GOAL
Rewrite the rows from the start through the line containing "column 201, row 24", changing "Target" to "Object" and keeping everything else the same. Leave the pictures out of your answer.

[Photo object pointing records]
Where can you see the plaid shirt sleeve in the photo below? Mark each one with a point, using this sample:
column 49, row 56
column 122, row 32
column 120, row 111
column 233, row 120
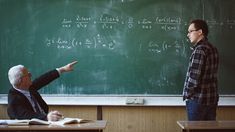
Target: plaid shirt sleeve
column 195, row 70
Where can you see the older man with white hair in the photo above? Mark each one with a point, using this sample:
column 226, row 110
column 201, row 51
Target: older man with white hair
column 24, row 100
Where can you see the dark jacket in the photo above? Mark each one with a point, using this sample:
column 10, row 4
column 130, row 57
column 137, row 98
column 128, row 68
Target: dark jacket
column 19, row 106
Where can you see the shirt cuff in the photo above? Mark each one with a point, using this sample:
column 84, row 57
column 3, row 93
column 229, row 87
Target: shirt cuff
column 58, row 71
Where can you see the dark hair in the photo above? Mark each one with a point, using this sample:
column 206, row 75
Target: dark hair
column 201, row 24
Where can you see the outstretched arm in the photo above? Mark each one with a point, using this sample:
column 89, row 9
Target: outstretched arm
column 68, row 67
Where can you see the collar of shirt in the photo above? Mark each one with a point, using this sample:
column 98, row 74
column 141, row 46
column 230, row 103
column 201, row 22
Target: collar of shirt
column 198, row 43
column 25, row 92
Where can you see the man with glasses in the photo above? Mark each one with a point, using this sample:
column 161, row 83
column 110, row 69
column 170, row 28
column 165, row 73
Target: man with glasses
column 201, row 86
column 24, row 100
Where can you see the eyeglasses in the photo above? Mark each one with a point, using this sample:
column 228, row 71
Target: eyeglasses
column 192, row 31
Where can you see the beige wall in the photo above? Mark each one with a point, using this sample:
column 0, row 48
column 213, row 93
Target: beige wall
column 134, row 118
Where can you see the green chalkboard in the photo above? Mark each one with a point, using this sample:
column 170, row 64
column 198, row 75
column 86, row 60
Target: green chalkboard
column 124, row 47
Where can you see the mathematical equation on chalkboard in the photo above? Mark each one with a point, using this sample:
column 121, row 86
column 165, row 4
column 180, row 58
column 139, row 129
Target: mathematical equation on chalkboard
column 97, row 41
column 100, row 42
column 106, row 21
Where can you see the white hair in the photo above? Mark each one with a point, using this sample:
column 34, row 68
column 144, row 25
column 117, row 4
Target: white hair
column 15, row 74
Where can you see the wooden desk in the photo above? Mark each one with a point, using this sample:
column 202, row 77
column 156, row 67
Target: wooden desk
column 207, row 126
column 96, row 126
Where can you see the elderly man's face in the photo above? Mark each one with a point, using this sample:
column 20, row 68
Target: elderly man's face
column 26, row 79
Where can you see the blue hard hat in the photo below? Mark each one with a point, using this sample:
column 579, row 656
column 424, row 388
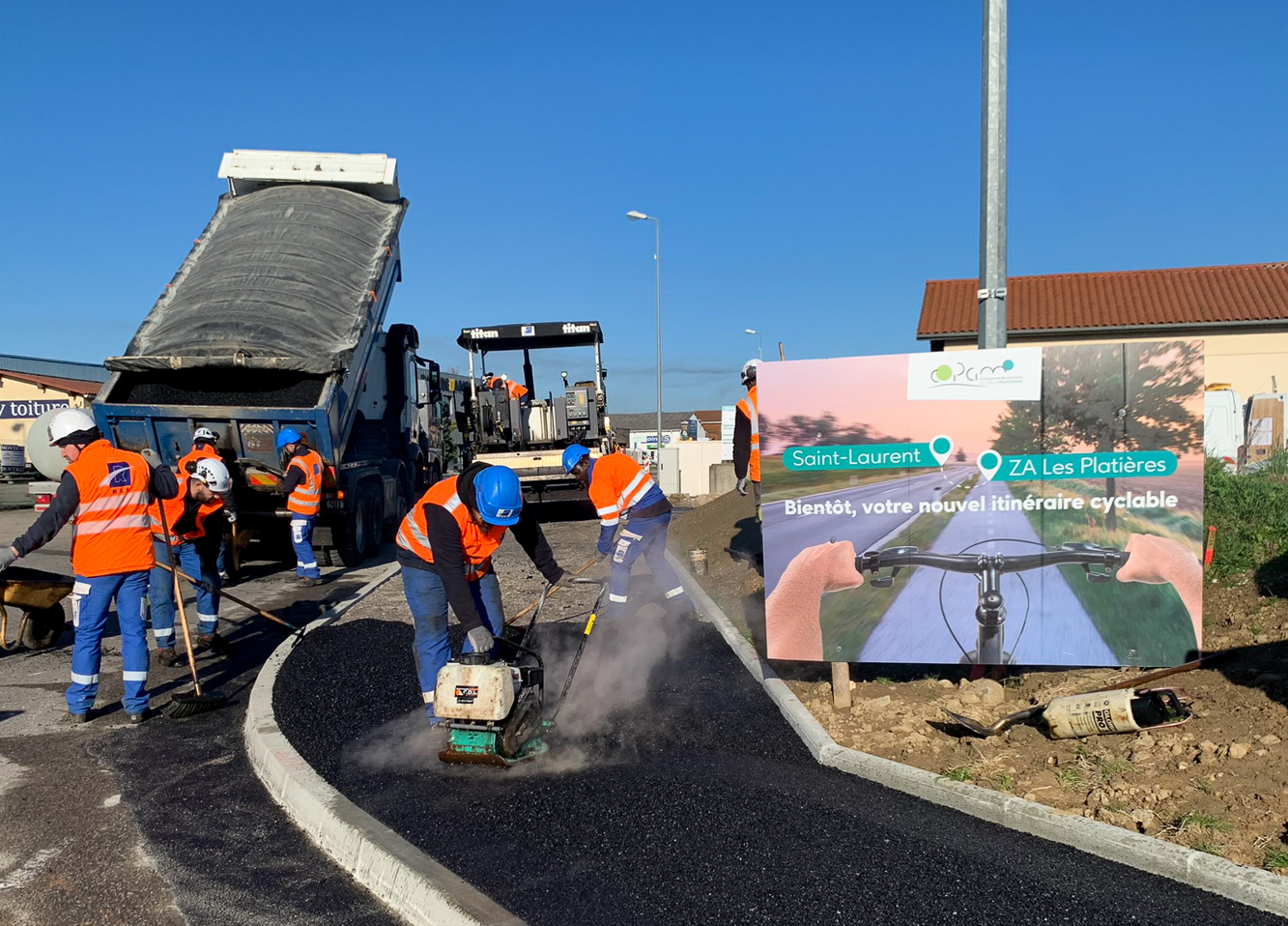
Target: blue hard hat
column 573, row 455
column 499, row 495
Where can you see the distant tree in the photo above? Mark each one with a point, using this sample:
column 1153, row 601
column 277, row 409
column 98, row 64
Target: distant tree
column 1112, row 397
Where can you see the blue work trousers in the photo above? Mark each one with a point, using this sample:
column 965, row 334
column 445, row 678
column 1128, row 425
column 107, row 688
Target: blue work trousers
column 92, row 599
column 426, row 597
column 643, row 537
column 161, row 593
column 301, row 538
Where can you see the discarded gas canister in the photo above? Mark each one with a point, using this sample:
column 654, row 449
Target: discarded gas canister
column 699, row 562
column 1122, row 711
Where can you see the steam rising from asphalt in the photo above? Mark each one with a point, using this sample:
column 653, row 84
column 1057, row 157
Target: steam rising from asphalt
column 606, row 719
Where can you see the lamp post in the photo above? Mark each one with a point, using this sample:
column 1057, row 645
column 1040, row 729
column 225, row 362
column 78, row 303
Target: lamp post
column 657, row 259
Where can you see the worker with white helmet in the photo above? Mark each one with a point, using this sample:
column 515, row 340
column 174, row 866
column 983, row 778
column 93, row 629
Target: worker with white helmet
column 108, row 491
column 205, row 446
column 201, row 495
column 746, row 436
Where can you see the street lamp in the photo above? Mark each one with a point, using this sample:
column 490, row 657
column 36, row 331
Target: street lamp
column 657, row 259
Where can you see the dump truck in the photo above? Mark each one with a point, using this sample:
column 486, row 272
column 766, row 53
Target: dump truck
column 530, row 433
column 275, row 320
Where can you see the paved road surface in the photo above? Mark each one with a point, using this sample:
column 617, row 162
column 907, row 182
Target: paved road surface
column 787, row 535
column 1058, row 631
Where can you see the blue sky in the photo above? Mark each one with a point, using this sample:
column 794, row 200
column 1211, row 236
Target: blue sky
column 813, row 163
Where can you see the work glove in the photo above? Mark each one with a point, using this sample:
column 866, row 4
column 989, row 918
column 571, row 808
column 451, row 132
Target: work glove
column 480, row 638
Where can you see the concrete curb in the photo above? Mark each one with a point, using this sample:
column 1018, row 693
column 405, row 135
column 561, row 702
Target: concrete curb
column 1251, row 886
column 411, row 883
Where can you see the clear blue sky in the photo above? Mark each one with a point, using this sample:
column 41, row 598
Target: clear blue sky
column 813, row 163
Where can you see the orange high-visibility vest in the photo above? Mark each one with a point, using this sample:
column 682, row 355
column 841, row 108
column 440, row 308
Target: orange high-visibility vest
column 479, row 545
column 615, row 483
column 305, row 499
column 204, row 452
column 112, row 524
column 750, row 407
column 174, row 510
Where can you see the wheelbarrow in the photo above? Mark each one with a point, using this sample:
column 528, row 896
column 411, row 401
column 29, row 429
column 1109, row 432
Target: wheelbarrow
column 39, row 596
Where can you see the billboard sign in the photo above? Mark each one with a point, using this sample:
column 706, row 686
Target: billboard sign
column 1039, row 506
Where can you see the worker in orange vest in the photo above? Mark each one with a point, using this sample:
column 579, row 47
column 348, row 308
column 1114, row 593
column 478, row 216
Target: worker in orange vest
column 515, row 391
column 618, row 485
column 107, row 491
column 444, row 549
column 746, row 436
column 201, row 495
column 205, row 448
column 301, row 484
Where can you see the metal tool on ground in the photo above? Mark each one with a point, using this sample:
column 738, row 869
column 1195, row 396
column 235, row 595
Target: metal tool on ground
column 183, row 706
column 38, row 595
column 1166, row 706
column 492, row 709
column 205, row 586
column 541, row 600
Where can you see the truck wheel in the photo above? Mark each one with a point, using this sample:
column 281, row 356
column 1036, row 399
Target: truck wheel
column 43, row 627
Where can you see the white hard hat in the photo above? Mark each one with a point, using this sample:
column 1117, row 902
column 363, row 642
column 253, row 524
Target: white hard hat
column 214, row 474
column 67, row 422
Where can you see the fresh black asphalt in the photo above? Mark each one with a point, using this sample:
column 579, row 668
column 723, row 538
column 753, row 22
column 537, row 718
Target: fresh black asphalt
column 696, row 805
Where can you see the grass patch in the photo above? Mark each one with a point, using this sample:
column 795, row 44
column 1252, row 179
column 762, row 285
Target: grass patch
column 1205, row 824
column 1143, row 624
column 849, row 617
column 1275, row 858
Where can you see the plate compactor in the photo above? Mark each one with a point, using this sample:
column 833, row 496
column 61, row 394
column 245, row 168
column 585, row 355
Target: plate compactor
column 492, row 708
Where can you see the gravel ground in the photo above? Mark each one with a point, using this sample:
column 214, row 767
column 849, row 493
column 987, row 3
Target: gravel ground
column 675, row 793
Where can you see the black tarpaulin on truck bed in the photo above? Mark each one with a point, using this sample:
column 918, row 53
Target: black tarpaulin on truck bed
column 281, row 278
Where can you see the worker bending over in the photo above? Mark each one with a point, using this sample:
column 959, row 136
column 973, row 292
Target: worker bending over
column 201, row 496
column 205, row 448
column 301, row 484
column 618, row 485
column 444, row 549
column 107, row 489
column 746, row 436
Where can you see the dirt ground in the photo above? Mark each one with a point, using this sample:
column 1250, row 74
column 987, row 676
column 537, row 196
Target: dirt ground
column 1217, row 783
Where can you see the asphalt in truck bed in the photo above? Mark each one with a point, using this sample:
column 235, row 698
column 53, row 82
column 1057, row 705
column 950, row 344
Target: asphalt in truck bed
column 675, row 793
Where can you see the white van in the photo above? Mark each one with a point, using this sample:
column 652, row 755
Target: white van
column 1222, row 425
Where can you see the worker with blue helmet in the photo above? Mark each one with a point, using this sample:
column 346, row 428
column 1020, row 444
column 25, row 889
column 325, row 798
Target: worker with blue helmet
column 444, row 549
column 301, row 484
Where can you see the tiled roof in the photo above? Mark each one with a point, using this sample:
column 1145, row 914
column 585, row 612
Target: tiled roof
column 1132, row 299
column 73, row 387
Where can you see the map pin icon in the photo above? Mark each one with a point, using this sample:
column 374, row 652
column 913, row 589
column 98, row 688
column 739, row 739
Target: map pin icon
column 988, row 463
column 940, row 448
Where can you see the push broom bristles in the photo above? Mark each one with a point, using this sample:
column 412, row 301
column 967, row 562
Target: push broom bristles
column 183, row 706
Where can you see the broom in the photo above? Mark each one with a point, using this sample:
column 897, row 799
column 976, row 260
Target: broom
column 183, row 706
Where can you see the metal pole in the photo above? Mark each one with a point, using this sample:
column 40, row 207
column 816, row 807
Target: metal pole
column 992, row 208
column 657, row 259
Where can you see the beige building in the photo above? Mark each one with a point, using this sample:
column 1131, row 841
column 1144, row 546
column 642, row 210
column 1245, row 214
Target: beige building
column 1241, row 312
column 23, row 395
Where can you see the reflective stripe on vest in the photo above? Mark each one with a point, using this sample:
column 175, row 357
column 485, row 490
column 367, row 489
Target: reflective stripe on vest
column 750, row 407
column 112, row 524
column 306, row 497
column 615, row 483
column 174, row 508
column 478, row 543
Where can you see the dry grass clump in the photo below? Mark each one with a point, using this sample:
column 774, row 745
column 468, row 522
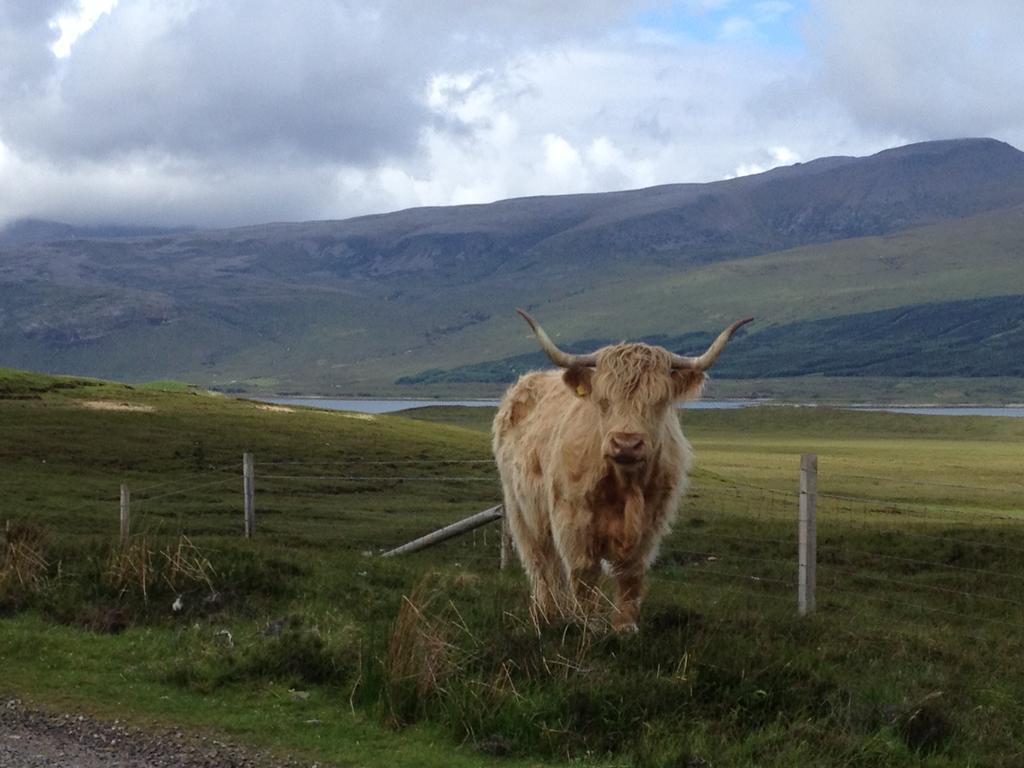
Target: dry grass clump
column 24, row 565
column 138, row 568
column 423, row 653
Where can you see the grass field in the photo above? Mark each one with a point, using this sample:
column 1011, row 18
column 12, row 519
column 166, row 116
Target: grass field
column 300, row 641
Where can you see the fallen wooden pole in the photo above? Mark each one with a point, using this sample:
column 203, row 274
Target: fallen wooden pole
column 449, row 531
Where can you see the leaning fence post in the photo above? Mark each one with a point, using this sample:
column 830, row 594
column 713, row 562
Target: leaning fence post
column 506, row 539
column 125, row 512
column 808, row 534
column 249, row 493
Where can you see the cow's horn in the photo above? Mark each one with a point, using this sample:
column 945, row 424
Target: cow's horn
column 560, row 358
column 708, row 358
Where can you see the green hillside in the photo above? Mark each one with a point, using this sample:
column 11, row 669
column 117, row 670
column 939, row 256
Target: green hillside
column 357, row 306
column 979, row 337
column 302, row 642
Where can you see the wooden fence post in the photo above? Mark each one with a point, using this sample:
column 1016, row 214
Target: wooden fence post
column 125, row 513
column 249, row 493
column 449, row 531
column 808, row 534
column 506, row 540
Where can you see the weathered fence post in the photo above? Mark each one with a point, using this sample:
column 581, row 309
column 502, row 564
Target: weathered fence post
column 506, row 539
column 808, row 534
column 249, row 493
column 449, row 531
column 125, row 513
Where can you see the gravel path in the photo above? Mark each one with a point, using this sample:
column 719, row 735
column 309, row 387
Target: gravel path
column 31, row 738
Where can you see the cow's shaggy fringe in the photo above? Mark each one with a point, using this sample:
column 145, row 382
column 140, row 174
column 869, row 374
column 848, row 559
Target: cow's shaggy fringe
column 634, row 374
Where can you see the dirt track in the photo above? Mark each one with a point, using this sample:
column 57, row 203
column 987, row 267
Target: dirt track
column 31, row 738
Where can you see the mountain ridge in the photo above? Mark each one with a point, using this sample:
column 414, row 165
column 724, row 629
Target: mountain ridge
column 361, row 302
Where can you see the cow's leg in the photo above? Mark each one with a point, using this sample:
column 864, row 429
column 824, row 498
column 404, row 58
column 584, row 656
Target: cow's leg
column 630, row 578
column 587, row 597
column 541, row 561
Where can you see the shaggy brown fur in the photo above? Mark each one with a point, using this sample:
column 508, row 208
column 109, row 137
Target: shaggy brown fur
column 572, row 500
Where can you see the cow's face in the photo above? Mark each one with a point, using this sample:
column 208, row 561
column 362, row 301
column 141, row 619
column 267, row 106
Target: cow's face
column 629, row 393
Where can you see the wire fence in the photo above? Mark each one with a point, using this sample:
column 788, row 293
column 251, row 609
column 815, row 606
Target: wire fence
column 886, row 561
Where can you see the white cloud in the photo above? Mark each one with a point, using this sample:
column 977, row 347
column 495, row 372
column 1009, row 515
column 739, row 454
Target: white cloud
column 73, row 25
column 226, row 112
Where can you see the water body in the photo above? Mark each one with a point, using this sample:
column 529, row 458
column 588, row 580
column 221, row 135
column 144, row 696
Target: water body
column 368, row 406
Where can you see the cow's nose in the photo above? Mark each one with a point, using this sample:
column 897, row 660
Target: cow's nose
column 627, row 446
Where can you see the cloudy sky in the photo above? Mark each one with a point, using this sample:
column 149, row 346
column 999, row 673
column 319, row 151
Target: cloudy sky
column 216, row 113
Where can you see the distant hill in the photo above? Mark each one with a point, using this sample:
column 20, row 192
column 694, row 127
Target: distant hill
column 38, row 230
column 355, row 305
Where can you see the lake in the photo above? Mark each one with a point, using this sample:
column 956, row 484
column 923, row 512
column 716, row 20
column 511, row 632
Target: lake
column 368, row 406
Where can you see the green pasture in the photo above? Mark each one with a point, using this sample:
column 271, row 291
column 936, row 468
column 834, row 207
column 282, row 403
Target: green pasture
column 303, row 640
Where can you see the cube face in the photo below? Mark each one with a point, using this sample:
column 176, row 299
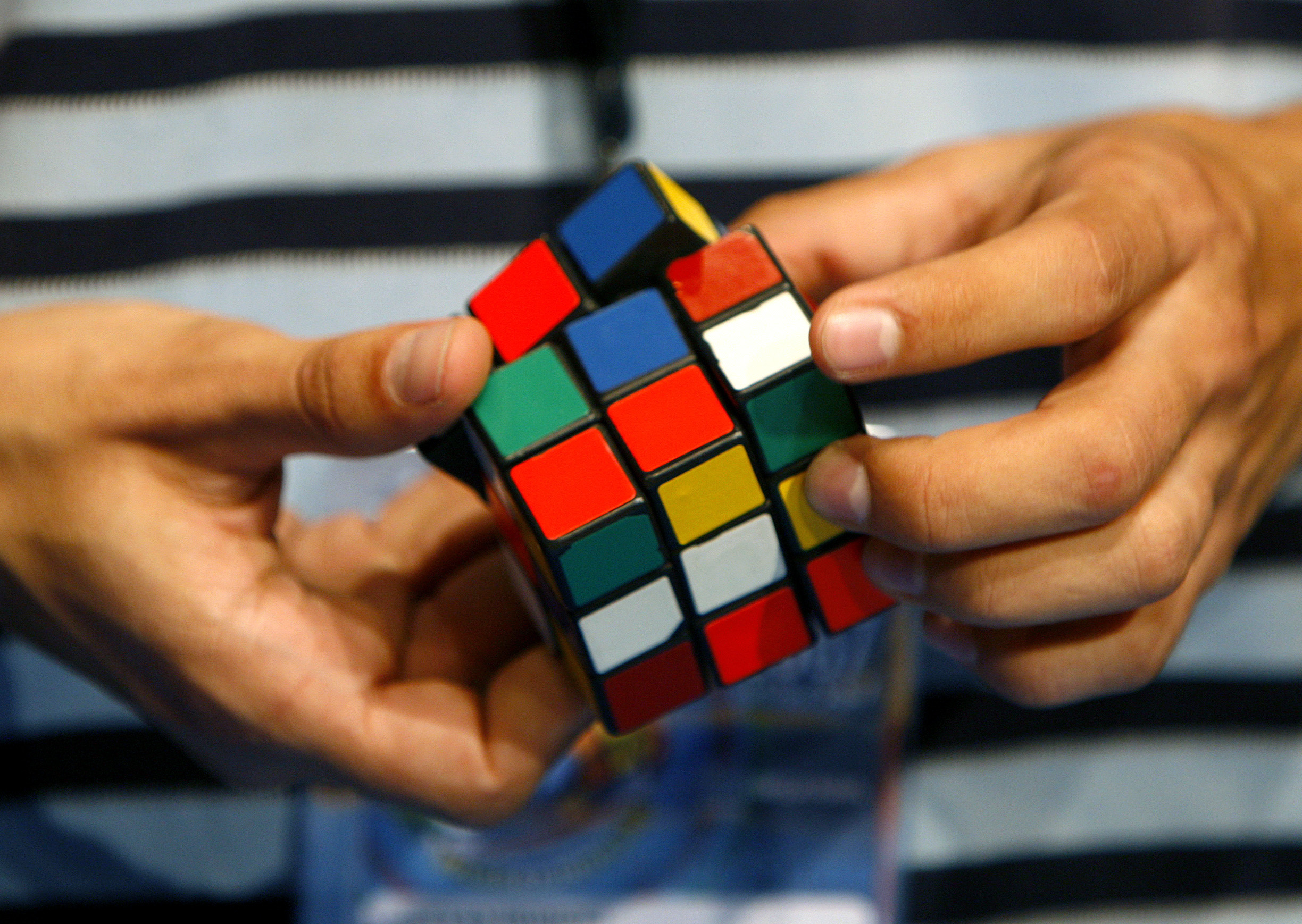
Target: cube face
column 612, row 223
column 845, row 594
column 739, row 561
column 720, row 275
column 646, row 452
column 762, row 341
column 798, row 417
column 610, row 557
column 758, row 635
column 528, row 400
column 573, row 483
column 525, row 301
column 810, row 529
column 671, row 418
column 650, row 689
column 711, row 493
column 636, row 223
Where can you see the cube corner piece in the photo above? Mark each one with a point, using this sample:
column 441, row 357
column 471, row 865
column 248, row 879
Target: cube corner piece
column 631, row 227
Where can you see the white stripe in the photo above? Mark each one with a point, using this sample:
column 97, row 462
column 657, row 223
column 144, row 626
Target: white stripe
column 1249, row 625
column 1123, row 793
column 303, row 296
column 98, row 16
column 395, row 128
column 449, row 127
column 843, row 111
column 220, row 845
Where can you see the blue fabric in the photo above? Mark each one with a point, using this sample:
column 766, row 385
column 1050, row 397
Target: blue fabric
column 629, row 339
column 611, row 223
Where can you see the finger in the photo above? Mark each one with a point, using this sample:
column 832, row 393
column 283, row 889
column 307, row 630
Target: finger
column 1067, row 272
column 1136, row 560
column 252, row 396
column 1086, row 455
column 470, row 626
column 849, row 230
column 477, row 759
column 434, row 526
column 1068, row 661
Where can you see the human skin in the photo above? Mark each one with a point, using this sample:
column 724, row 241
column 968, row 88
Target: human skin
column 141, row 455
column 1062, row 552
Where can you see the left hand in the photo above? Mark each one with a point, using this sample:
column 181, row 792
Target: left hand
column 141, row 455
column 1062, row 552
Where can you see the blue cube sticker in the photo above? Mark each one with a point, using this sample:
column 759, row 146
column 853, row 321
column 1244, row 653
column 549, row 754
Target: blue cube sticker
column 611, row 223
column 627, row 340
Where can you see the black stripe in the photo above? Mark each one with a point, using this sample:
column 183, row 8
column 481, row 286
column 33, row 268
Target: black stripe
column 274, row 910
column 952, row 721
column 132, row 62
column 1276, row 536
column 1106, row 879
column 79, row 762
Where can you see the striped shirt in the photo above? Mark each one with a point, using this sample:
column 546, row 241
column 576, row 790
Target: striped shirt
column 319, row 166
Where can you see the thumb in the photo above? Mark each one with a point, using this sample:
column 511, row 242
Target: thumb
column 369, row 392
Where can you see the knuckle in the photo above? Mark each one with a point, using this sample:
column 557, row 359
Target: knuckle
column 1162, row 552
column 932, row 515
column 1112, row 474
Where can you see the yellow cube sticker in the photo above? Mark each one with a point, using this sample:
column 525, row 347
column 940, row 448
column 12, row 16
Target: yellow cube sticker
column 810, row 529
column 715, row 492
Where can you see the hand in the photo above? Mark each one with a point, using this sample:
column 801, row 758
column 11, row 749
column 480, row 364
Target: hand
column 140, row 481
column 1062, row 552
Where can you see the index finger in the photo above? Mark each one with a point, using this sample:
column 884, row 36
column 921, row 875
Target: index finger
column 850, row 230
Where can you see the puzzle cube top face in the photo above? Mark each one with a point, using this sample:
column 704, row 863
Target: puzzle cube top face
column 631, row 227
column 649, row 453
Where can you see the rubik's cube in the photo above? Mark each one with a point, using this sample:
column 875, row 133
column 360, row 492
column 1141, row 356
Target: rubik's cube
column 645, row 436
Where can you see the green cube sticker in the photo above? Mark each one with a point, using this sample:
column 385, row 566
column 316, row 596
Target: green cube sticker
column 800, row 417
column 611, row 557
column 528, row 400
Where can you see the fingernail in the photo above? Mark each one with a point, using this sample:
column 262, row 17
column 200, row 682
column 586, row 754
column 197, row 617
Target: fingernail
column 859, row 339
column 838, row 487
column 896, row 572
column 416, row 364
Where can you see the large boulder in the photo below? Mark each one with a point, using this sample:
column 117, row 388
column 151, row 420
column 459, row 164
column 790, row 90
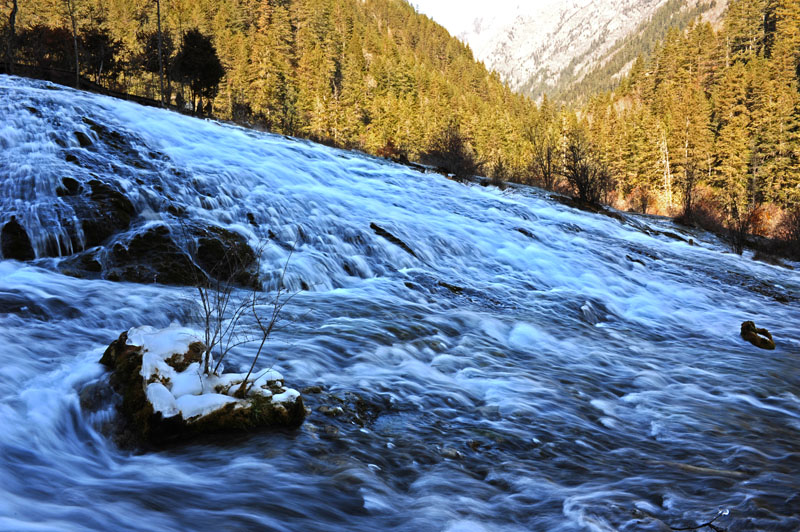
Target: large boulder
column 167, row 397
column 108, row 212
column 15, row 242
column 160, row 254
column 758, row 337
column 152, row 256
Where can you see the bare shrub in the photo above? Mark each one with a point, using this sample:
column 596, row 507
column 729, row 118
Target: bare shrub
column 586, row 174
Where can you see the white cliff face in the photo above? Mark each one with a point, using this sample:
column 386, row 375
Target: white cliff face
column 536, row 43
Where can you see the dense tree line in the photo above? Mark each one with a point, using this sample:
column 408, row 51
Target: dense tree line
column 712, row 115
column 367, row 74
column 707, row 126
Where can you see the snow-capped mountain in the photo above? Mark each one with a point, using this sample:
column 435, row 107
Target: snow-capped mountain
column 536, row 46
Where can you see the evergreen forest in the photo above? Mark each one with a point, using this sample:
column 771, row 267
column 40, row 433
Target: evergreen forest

REPLY TO THE TASK
Where can you see the plaid shirt sleeve in the photo below? Mark each one with a point, using this sample:
column 49, row 56
column 122, row 32
column 120, row 111
column 233, row 120
Object: plaid shirt sleeve
column 195, row 70
Where can you see the older man with white hair in the photo above? Mark each one with a point, using this sample:
column 226, row 110
column 201, row 51
Object: older man with white hair
column 24, row 100
Where can you see the dark jacket in the photo above? Mark each one with a point, using this sample:
column 10, row 4
column 130, row 57
column 137, row 98
column 128, row 68
Object: dark jacket
column 19, row 106
Where can you see the shirt cuff in the photo above? Mark each one with a point, using this sample:
column 84, row 57
column 3, row 93
column 229, row 87
Object: shirt cuff
column 58, row 71
Where can you see the dark hair in the photo above? Mark each one with a point, using this sample:
column 206, row 75
Object: dark hair
column 201, row 24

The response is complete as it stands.